## Task to complete
In the data below, copy word for word every line from the one containing "818, row 161." through the end of the data.

## BEGIN

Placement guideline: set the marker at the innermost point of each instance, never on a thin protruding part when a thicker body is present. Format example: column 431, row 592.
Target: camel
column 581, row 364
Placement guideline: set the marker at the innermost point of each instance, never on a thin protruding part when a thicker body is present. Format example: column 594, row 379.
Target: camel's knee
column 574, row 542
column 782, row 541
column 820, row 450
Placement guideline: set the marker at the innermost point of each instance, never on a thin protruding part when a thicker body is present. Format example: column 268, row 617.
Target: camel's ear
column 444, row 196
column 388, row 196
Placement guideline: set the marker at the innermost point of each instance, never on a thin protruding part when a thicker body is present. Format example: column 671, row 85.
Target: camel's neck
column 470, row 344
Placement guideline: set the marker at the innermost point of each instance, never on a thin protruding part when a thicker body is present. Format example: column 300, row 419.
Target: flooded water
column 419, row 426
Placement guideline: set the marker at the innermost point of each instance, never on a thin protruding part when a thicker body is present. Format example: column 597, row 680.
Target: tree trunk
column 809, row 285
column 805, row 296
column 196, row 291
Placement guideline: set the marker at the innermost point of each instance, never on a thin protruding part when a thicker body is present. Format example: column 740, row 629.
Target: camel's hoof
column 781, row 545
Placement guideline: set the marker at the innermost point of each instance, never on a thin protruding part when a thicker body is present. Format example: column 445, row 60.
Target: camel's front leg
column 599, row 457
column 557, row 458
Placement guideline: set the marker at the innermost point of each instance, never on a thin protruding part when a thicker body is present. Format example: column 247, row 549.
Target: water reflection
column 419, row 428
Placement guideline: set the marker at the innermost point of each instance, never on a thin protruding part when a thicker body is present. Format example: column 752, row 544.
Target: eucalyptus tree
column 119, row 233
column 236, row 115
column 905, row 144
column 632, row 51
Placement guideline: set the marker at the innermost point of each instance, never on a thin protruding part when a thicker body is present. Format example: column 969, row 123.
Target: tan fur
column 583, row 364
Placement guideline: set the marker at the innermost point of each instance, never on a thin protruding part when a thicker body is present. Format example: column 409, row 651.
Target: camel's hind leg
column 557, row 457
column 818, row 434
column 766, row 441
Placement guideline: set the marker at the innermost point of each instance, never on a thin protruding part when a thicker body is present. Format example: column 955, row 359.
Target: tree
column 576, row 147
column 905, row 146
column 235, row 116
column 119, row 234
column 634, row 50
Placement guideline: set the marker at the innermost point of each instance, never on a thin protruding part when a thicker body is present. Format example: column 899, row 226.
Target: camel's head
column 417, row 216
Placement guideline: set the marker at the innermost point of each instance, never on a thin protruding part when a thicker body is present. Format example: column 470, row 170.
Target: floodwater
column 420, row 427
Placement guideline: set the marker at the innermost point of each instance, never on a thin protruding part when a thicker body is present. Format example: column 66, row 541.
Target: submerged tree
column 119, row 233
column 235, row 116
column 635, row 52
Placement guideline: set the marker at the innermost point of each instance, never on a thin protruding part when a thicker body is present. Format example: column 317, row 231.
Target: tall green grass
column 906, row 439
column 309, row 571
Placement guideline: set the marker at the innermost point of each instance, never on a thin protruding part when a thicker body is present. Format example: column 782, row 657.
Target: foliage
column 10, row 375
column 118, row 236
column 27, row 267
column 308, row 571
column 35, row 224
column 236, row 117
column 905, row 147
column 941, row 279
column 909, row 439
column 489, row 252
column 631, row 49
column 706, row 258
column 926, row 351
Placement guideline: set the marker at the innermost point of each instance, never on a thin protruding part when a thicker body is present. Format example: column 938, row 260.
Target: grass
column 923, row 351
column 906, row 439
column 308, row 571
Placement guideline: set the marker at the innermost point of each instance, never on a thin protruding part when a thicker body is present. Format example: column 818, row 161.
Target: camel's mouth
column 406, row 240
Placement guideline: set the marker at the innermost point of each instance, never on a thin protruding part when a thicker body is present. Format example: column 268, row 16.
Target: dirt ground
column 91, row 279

## END

## Answer to this task
Placement guideline: set the marker at the innermost point of each instance, never on a thin protruding part when a thicker body is present. Format example: column 818, row 161.
Target: camel's mouth
column 406, row 240
Placement guideline: set the marker at the innermost point of each instance, never on a thin protruding part when a thicker body is present. Format example: column 268, row 16.
Target: dirt ground
column 91, row 279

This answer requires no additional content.